# Start of MATERIAL SHOWN

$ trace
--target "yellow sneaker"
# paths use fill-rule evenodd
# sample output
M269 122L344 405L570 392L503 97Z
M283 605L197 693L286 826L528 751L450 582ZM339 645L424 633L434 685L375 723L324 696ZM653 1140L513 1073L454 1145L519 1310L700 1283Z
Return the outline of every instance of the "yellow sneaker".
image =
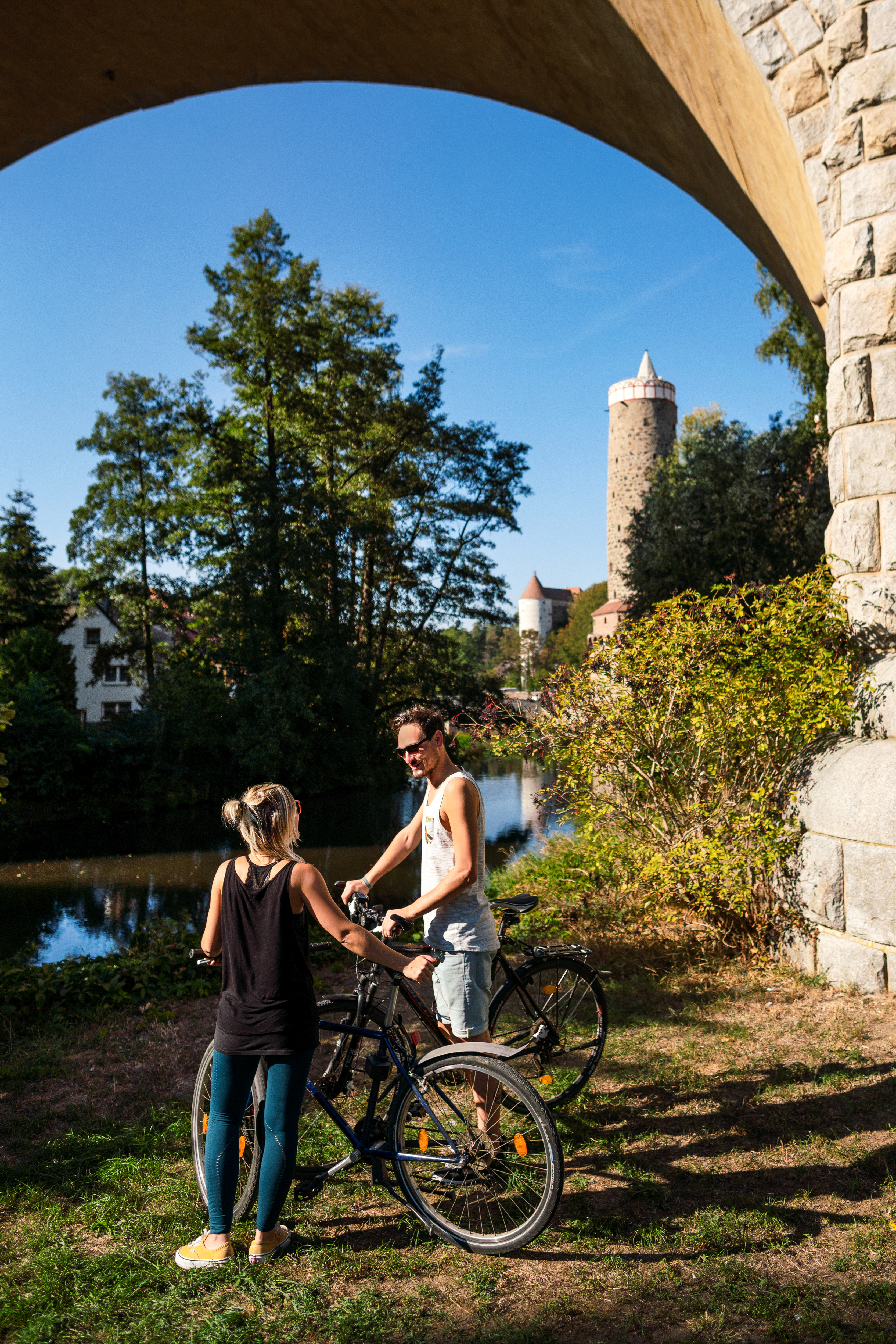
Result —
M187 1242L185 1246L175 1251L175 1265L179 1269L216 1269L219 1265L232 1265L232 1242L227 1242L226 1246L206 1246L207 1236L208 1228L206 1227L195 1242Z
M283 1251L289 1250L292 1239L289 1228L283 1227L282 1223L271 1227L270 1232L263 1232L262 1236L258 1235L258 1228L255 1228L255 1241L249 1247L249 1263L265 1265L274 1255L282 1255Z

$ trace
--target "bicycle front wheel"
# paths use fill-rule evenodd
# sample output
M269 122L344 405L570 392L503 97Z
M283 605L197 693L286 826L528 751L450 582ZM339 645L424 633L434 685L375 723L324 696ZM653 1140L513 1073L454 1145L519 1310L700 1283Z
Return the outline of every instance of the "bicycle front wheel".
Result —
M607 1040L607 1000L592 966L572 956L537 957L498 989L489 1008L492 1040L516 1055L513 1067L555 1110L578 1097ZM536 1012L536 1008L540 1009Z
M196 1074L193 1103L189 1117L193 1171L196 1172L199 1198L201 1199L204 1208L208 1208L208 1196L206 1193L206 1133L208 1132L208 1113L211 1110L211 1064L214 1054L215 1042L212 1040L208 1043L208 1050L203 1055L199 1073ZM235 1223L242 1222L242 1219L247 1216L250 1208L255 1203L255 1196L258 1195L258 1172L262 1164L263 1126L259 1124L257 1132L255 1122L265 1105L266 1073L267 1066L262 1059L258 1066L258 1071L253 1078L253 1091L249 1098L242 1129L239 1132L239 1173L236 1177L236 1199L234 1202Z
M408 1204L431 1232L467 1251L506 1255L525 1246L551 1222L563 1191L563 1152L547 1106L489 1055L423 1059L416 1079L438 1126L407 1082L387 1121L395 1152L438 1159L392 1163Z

# End of MATERIAL SHOWN

# TASK OBJECTIVE
Find every line in the records that contains the word "Return" and copy each of those lines.

# SOLUTION FOR THIS TASK
Return the outline of every instance of the "yellow sneaker".
Return the outline of every instance of the "bicycle front wheel".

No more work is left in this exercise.